[Natural-language object grounding data]
==============================

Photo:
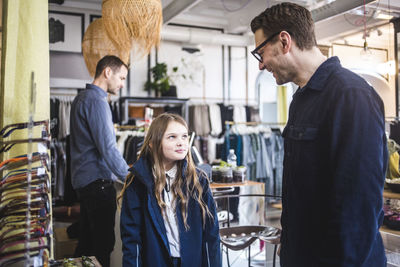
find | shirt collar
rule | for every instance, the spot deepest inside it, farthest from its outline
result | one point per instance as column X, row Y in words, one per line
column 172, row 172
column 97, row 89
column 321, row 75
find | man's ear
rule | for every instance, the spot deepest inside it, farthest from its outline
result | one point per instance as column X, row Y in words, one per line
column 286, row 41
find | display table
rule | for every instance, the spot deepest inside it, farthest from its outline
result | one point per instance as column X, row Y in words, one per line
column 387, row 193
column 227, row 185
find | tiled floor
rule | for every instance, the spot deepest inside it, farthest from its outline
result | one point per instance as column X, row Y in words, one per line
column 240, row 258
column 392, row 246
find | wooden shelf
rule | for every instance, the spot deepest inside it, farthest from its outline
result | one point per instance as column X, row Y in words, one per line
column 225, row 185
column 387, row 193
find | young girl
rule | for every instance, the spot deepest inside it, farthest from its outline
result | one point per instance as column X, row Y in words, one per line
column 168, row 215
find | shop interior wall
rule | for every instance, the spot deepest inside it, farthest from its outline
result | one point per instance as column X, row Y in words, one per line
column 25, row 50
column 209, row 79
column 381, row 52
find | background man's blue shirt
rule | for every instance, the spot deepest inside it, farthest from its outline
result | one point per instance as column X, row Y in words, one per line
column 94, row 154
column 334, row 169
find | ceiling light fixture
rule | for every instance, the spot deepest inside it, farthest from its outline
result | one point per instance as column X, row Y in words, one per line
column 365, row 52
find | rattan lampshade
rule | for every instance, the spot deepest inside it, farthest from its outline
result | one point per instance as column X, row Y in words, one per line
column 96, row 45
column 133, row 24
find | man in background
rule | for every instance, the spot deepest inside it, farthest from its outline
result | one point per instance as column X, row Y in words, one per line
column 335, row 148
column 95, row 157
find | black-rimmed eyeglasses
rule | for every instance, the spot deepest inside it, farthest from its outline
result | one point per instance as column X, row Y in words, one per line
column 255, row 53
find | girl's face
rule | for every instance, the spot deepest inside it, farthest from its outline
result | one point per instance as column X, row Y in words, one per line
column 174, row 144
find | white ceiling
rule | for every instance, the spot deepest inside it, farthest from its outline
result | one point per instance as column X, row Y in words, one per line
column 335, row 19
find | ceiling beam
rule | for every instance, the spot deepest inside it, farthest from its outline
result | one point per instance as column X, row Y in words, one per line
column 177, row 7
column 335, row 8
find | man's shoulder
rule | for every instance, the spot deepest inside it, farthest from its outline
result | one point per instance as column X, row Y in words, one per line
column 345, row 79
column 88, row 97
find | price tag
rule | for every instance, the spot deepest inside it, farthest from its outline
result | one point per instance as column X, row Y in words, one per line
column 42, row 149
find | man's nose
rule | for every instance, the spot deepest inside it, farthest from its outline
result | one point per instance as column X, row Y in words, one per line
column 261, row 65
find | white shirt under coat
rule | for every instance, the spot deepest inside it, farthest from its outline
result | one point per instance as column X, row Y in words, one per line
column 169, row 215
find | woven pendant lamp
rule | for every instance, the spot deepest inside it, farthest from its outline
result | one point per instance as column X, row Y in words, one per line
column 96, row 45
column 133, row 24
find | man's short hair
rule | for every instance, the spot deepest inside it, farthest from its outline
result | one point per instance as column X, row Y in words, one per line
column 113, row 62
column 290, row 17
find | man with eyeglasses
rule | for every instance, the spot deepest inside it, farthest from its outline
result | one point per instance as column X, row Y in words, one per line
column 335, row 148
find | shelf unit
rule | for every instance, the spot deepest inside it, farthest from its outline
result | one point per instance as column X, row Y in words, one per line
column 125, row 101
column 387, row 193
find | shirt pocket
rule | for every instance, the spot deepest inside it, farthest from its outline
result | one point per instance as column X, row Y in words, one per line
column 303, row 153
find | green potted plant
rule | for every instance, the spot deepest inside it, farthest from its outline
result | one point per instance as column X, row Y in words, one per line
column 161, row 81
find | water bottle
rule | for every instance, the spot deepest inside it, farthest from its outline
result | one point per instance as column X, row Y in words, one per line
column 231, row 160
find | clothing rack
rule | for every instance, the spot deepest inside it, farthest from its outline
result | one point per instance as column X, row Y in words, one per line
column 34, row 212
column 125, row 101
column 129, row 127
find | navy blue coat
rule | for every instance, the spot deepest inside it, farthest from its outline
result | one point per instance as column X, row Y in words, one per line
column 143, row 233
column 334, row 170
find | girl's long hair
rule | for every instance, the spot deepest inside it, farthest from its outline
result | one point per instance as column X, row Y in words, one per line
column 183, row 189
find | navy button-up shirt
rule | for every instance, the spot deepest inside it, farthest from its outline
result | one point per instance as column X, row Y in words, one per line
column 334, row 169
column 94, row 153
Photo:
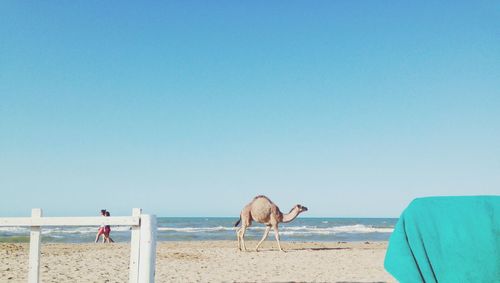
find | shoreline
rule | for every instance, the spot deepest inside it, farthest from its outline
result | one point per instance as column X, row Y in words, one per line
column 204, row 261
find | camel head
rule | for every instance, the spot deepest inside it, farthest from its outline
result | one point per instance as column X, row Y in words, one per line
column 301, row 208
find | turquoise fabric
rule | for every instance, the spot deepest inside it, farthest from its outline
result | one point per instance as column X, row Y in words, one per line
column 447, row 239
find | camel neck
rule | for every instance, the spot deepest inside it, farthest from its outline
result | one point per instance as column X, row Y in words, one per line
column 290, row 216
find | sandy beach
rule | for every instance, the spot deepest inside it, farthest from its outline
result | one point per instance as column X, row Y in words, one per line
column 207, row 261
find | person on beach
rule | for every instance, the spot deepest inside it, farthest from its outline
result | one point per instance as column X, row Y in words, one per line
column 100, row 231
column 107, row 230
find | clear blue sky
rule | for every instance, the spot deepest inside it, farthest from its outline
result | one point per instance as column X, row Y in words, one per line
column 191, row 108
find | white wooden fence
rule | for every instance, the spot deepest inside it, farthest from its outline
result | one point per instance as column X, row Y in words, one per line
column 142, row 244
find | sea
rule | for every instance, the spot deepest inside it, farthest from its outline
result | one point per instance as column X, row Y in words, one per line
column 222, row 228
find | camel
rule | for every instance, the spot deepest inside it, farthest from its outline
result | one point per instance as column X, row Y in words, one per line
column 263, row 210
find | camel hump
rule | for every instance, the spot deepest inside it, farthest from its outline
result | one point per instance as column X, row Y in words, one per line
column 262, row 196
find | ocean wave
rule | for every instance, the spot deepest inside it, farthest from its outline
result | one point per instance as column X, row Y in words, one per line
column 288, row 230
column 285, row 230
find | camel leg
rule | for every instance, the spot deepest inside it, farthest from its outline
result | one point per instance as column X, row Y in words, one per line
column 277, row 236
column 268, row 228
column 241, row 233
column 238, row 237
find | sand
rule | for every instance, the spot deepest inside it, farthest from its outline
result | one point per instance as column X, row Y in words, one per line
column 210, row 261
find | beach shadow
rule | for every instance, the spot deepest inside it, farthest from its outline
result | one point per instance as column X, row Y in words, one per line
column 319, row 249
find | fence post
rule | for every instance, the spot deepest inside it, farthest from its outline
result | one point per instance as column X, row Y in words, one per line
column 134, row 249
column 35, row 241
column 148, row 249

==============================

Retype the data above exactly. Do not carry over any images.

- **Solved problem**
Photo:
find | shirt collar
rule | for every instance, the spot deepest inside it, farthest from its outline
result | one point per instance as column X, row Y in words, one per line
column 172, row 172
column 97, row 89
column 321, row 75
find | man's ear
rule | for every instance, the spot deepest inside it, farthest from its outline
result | one point per instance as column X, row Y in words, one per line
column 286, row 41
find | display table
rule | for every instance, the spot deepest inside it, farthest from its outline
result | one point per instance as column X, row Y in words, one per line
column 387, row 193
column 227, row 185
find | tiled floor
rule | for every instance, the spot deepest inside it, farthest from its outline
result | one point per instance as column X, row Y in words, one per line
column 240, row 258
column 392, row 246
find | wooden shelf
rule | for every instance, the spot deepest inside it, farthest from its outline
result | one point per instance as column X, row Y in words, one per line
column 225, row 185
column 387, row 193
find | young girl
rule | for every instance, the spot deepest inside it, farthest from its outline
result | one point per instance as column X, row Y in words, one per line
column 168, row 215
find | shop interior wall
rule | for every instance, the spot deepest inside it, farthest from its outline
result | one point per instance as column X, row Y in words, one per line
column 25, row 50
column 209, row 79
column 381, row 52
find | background man's blue shirt
rule | for every instance, the spot deepest inside it, farthest from its outline
result | one point per instance as column X, row Y in words, one per line
column 94, row 154
column 334, row 169
find | ceiling light fixture
rule | for every instance, the spot deepest inside it, farthest from its outline
result | one point per instance as column X, row Y in words, one per line
column 365, row 52
find | rattan lampshade
rule | for every instance, the spot deepest inside it, farthest from its outline
result | one point per instance as column X, row Y in words, one per line
column 96, row 45
column 133, row 24
find | man in background
rule | for every instance, the spot deepest inside it, farthest from its outline
result | one point per instance as column X, row Y in words, one per line
column 335, row 148
column 95, row 157
find | black-rimmed eyeglasses
rule | for every instance, the spot deepest inside it, farthest from its outline
result | one point per instance as column X, row Y in words, one per line
column 255, row 53
find | girl's face
rule | for every instance, the spot deepest inside it, farthest from its outline
result | one point per instance as column X, row Y in words, one per line
column 174, row 144
find | white ceiling
rule | for every instance, the spot deepest inside it, farthest from its outline
result | one point per instance as column X, row Y in words, one per line
column 335, row 19
find | ceiling beam
rule | for every instance, the spot deepest inside it, farthest from its outline
result | one point per instance as column X, row Y in words, one per line
column 177, row 7
column 335, row 8
find | man's shoulder
rule | for every instance, the spot deepest inside it, farthest from its outline
result | one point per instance as column X, row Y in words, one per line
column 345, row 79
column 88, row 97
find | price tag
rule | for every instance, the spot deepest inside it, farthest from its outline
result | one point per instance as column X, row Y in words, one per line
column 42, row 149
find | man's nose
rule | for every instance, the spot deepest inside it, farthest from its outline
result | one point per instance as column X, row Y in words, one per line
column 261, row 65
find | white shirt under coat
rule | for every instance, the spot deepest inside it, farthest from its outline
result | one point per instance as column X, row Y in words, one per line
column 169, row 215
find | woven pendant lamp
rule | for every instance, the spot deepest inside it, farthest from its outline
result | one point per instance as column X, row Y in words, one per line
column 96, row 45
column 133, row 24
find | man's short hair
rule | for every instance, the spot deepest inside it, farthest from its outline
result | one point per instance as column X, row Y in words, one per line
column 113, row 62
column 290, row 17
find | man with eyeglasses
rule | for every instance, the spot deepest inside it, farthest from its outline
result | one point per instance as column X, row Y in words, one per line
column 335, row 148
find | shelf unit
rule | for every instance, the spot deepest inside it, farthest from its outline
result | one point per instance as column X, row Y in words, one per line
column 125, row 101
column 387, row 193
find | shirt pocket
rule | for every instance, the spot deepest inside it, farthest from its outline
result | one point per instance as column X, row Y in words, one per line
column 303, row 153
find | green potted plant
rule | for every instance, the spot deepest inside it, farthest from its outline
result | one point per instance as column X, row Y in words, one per line
column 161, row 81
find | water bottle
rule | for every instance, the spot deepest inside it, farthest from its outline
result | one point per instance as column X, row Y in words, one per line
column 231, row 160
find | clothing rack
rule | for every instance, the spot deepest inside it, farthest from its outline
result | one point per instance as column X, row Y in words, one per line
column 34, row 212
column 125, row 101
column 129, row 127
find | navy blue coat
rule | for every instance, the spot deepest inside it, farthest from its outline
result | one point per instance as column X, row Y in words, one per line
column 143, row 233
column 334, row 170
find | girl's long hair
rule | for every instance, the spot deepest inside it, farthest from its outline
result | one point per instance as column X, row Y in words, one per line
column 183, row 189
find | navy button-up shirt
rule | for every instance, the spot deepest inside it, farthest from its outline
result | one point per instance as column X, row Y in words, one per line
column 334, row 169
column 94, row 153
Photo:
find | shoreline
rule | for every instance, the spot deepest inside it, farthest from its outline
result | one point per instance as column X, row Y in words, one per line
column 204, row 261
find | camel head
rule | for every instance, the spot deepest inside it, farthest from its outline
result | one point per instance as column X, row Y in words, one per line
column 301, row 208
find | turquoise fabric
rule | for every instance, the spot deepest inside it, farthest from its outline
result | one point per instance as column X, row Y in words, one per line
column 447, row 239
find | camel neck
rule | for every instance, the spot deepest inside it, farthest from its outline
result | one point per instance as column X, row Y in words, one per line
column 290, row 216
find | sandy beach
rule | for every instance, the spot deepest inside it, farthest from its outline
result | one point per instance as column X, row Y in words, one per line
column 207, row 261
find | person on beach
rule | for every instance, the spot deepest inside it, farthest from its outline
result | one point per instance as column X, row Y in words, one per line
column 100, row 231
column 107, row 230
find | clear blue sky
rule | for every instance, the spot deepest inside it, farthest from its outline
result | one point per instance as column X, row Y in words, one per line
column 191, row 108
find | white wooden fence
rule | for every instance, the spot deepest inside it, farthest from its outline
result | one point per instance as column X, row Y in words, one per line
column 142, row 244
find | sea
rule | for every instance, the spot deepest inside it, farthest from its outline
result | one point per instance as column X, row Y in words, one per line
column 222, row 228
find | camel
rule | for every instance, the spot deepest inside it, farthest from its outline
result | one point per instance as column X, row Y in words, one per line
column 263, row 210
find | camel hump
rule | for every instance, the spot deepest inside it, farthest from its outline
result | one point per instance as column X, row Y in words, one per line
column 262, row 196
find | ocean wave
rule | for every instance, the spot deepest inside it, farthest from its outline
result | one point per instance as column X, row Y in words, one per line
column 288, row 230
column 285, row 230
find | camel leg
rule | for every instance, the spot deepest inside it, farthest from its outline
result | one point per instance as column X, row Y in words, one per line
column 277, row 236
column 268, row 228
column 241, row 233
column 238, row 237
find | sand
rule | for every instance, the spot deepest inside it, farthest from its outline
result | one point per instance as column X, row Y in words, one per line
column 210, row 261
find | beach shadow
rule | for every instance, the spot deepest inside it, farthest from its outline
result | one point per instance as column X, row Y in words, one per line
column 319, row 249
find | fence post
rule | for every instance, the spot deepest inside it, farthest from its outline
result | one point per instance as column X, row Y in words, one per line
column 134, row 249
column 35, row 241
column 148, row 249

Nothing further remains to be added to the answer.